+++ Selected passage +++
Quixote says Sancho must have found Dulcinea sorting gold or pearls, but Sancho pretends that she was sieving buckwheat in the yard. When Quixote says she must have been lofty, Sancho says she was even taller than he is; when Quixote says she must smell exquisitely, Sancho says she was a little sweaty. Sancho also tells Quixote that Dulcinea tore up the letter and requested that he come see her at once. Instead of the traditional jewel, he says, she gave him bread and cheese. Quixote decides to go see Dulcinea as soon as he helps the princess.
The heart of the book is Sancho and Quixote’s conversations, their affectionate and quarrelsome back-and-forth. Their conversations pick out a tenuous middle ground between the real and the imaginary, even when they can’t find that middle ground themselves. Sancho’s description evokes Dulcinea’s virility, which Quixote sublimates into femininity.
Sancho asks him why he embarrasses the discreet Dulcinea by sending all these people to her to speak of Quixote’s love, and Quixote explains that a knight’s love is chaste; a knight expects nothing in return for his valor. Sancho remarks that one’s love for god is meant to be similarly pure and selfless, though he prefers a love that yields some rewards. Don Quixote compliments his good sense with amazement.
Quixote’s love for Aldonza/Dulcinea might in reality resemble Fernando’s lust for Dorotea – a gentleman’s lust for a peasant girl, a recurring literary trope. But Quixote transforms that earthly passion into a completely platonic love.
+++ Information given +++
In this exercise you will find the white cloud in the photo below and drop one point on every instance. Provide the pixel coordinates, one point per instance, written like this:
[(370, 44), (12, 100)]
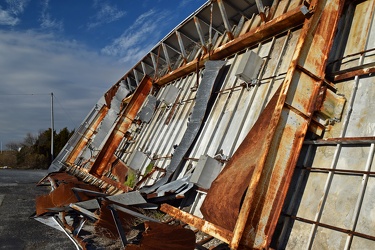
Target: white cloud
[(17, 7), (106, 14), (46, 21), (37, 63), (138, 39), (7, 18)]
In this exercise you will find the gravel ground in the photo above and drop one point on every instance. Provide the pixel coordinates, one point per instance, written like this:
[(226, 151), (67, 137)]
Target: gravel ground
[(17, 203)]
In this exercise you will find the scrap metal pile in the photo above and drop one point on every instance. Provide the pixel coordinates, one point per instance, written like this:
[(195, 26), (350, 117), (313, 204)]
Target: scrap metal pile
[(221, 135)]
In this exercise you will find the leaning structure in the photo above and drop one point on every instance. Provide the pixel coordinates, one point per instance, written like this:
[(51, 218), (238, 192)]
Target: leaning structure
[(248, 126)]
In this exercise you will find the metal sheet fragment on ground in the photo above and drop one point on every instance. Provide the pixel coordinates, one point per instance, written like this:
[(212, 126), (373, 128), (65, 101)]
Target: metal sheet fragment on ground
[(161, 236)]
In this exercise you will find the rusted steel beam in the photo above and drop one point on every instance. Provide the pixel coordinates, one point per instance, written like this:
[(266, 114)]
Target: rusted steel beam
[(272, 174), (102, 162), (202, 225), (276, 26), (85, 138), (356, 72), (345, 141)]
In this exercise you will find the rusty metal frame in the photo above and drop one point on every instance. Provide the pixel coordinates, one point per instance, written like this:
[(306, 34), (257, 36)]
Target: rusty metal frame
[(107, 152), (257, 219), (275, 26)]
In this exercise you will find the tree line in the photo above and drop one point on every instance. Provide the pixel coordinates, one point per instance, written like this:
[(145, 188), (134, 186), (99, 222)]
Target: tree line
[(34, 152)]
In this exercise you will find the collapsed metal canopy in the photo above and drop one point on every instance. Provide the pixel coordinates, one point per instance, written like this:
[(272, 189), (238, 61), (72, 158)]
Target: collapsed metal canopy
[(249, 122)]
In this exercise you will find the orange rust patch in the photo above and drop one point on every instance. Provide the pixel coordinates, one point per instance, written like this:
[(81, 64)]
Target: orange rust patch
[(162, 236), (62, 196)]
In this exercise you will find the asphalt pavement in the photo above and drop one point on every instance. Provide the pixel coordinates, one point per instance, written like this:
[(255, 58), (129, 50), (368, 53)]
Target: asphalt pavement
[(17, 203)]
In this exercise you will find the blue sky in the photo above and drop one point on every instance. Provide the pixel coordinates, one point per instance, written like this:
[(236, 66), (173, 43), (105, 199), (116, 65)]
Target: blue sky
[(75, 49)]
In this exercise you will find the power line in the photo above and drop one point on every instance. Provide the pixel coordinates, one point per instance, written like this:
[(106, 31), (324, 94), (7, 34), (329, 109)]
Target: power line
[(66, 113), (25, 94)]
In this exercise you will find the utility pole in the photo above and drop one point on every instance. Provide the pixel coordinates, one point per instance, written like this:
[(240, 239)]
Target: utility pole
[(52, 126)]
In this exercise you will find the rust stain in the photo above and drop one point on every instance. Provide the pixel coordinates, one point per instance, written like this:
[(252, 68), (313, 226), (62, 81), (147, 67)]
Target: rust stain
[(119, 169), (102, 162), (233, 181), (62, 196), (275, 26), (218, 232), (106, 226), (162, 236), (85, 138)]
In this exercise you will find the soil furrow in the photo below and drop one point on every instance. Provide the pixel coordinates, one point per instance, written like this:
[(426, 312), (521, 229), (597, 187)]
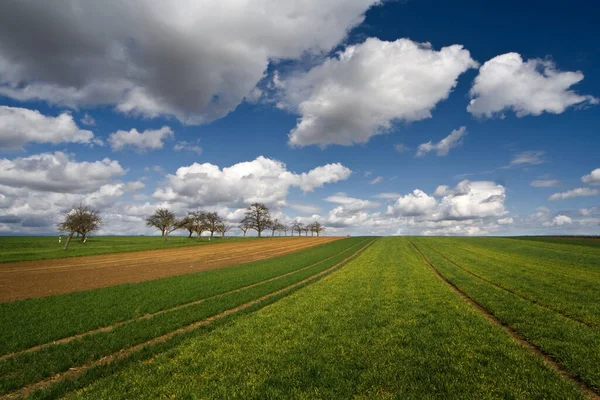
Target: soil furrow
[(18, 285), (549, 308), (75, 372), (164, 311), (589, 393)]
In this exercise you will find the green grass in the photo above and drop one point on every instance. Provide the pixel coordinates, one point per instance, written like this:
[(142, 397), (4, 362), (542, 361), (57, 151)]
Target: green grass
[(593, 241), (554, 304), (28, 248), (18, 371), (384, 326)]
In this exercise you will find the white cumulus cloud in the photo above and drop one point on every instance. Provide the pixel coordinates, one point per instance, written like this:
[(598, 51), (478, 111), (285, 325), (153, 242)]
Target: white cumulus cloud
[(150, 139), (545, 183), (19, 126), (57, 172), (532, 87), (261, 180), (569, 194), (559, 220), (443, 146), (196, 61), (593, 178), (367, 87)]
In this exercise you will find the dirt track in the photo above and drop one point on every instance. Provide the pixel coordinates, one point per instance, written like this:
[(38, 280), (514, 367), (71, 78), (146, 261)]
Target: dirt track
[(47, 277)]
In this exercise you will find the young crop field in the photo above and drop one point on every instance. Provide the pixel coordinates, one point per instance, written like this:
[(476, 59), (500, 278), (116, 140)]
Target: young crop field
[(46, 277), (27, 248), (403, 317)]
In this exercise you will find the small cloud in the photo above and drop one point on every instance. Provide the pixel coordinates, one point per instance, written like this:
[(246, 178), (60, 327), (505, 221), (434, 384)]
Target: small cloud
[(559, 220), (528, 157), (579, 192), (388, 196), (545, 183), (593, 178), (188, 146), (150, 139), (445, 145), (401, 147), (306, 209), (88, 120)]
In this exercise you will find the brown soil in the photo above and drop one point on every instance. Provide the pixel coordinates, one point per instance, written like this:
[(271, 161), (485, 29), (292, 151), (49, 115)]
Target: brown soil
[(27, 279), (73, 373)]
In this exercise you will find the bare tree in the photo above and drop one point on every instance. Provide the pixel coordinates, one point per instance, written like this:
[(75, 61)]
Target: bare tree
[(275, 224), (317, 228), (297, 227), (306, 229), (189, 224), (200, 224), (165, 220), (257, 217), (212, 221), (81, 220), (244, 226), (225, 227)]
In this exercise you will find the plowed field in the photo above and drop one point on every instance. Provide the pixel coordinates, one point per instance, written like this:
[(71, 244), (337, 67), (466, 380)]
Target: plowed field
[(48, 277)]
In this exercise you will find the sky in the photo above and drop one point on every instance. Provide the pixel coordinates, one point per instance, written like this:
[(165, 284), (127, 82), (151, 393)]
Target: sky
[(371, 117)]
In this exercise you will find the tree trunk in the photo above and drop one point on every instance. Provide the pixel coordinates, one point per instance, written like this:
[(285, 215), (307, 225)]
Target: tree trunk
[(66, 246)]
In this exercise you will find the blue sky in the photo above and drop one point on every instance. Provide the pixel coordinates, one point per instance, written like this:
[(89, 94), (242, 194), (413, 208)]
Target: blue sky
[(413, 117)]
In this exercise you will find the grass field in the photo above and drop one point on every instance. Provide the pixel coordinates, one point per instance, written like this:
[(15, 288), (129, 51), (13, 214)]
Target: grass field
[(26, 248), (403, 318)]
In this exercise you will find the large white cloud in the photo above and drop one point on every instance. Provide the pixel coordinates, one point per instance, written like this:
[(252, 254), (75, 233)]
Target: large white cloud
[(367, 87), (150, 139), (261, 180), (415, 203), (593, 178), (19, 126), (559, 220), (196, 61), (454, 139), (57, 172), (532, 87), (468, 200)]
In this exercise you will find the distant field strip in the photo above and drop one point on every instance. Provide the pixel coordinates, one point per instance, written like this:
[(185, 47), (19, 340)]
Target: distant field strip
[(590, 394), (43, 278), (550, 299), (46, 362), (384, 326), (28, 248)]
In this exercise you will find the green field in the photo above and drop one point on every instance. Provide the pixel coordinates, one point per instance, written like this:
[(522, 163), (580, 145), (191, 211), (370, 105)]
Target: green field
[(26, 248), (362, 318)]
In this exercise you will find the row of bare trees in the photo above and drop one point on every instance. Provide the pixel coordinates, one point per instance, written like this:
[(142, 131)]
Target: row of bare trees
[(258, 218), (82, 220), (196, 222)]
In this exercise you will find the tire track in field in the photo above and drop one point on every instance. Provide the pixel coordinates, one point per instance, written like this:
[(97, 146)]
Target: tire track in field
[(546, 358), (532, 301), (18, 285), (76, 372), (109, 328)]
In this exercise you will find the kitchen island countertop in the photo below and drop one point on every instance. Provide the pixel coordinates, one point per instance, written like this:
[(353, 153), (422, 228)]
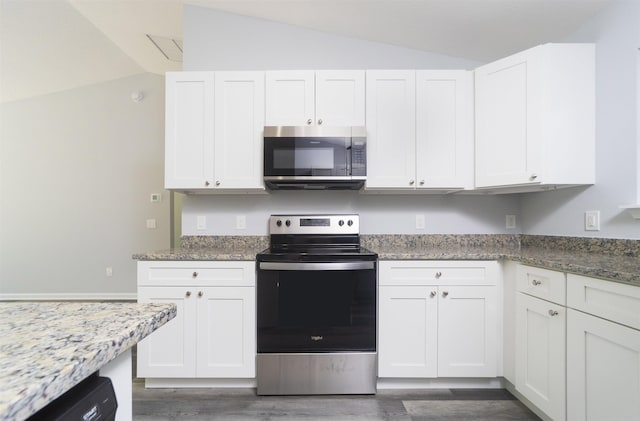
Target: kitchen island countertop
[(47, 348)]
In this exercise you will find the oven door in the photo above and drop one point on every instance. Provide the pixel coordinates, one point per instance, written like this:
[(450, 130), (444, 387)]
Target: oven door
[(316, 307)]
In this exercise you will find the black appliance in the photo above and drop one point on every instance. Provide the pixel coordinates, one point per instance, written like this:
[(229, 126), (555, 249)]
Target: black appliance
[(315, 157), (316, 308)]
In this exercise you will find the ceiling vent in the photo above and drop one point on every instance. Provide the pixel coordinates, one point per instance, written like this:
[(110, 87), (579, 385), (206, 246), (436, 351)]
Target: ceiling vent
[(169, 47)]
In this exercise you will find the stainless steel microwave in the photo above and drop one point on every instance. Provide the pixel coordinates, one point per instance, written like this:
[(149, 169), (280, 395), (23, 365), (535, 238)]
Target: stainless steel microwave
[(315, 157)]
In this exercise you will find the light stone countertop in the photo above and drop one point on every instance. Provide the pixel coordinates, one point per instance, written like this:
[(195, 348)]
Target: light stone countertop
[(46, 348)]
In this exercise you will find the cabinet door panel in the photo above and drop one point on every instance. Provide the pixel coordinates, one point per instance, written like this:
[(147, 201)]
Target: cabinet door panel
[(340, 98), (290, 98), (408, 332), (391, 129), (603, 369), (444, 128), (540, 354), (467, 332), (226, 332), (169, 351), (189, 129), (239, 121)]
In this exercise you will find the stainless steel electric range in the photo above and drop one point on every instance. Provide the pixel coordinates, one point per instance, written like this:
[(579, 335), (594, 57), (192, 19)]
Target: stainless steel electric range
[(316, 308)]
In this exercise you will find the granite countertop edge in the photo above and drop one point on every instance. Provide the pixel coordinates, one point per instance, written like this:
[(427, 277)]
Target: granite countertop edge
[(25, 396)]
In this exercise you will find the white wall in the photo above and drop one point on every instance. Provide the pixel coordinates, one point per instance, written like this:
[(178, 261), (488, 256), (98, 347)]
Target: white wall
[(78, 167), (221, 41), (617, 36)]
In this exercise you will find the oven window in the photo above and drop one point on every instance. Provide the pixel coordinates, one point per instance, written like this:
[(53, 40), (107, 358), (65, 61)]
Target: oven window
[(316, 311)]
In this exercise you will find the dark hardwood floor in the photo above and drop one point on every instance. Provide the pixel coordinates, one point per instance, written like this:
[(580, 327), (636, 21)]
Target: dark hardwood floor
[(410, 405)]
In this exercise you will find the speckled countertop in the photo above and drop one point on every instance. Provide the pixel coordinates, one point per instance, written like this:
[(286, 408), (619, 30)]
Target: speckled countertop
[(610, 259), (48, 347)]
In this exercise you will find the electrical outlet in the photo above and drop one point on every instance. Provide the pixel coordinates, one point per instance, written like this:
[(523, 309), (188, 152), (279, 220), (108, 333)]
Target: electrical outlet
[(592, 221)]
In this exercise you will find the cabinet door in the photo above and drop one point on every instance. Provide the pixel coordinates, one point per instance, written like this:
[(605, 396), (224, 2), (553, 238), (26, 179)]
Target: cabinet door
[(290, 98), (340, 98), (507, 120), (391, 129), (226, 332), (170, 351), (444, 129), (540, 354), (189, 133), (239, 121), (467, 331), (603, 369), (408, 332)]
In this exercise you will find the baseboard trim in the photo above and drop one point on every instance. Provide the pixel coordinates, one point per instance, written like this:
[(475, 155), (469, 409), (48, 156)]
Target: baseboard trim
[(67, 296)]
+++
◆ What to do ◆
a: In the Don Quixote summary, what does Sancho say Dulcinea gave him instead of the traditional jewel?
b: From the Don Quixote commentary, rewrite the passage that begins at the words "Quixote’s love for" and ends after "completely platonic love.", substituting "spiritual" for "platonic".
c: Continue the Don Quixote commentary from the point where it ends.

◆ Exercise responses ◆
a: Bread and cheese.

b:
Quixote’s love for Aldonza/Dulcinea might in reality resemble Fernando’s lust for Dorotea – a gentleman’s lust for a peasant girl, a recurring literary trope. But Quixote transforms that earthly passion into a completely spiritual love.

c:
In a little while, the company sits down to eat. Suddenly a boy runs down from the road and hugs Quixote’s legs in tears – it is the shepherd boy that had been tied to a tree and beaten by his master. Quixote tells the story to the others, noting how necessary knight-errantry is in this day and age. But the boy points out that after Quixote left his enraged master beat him so badly he spent months in the hospital. Quixote decides that his mistake was leaving the scene too soon, and vows to punish the cruel master – just after he fulfills his vow to the princess. Sancho gives the boy some bread and cheese, and Andrés asks Quixote never to help him ever again and curses him as rushes away.
In these chapters, Quixote is often confronted with the negative consequences of his actions. By trying to protect the shepherd boy, he caused him to receive a much more vicious beating and to lose his job. But unlike earlier, Quixote takes responsibility for the negative consequences of his well-intentioned interference. He decides to punish the boy’s master – if not to undo the harm he has unwillingly caused, the at least to avenge it.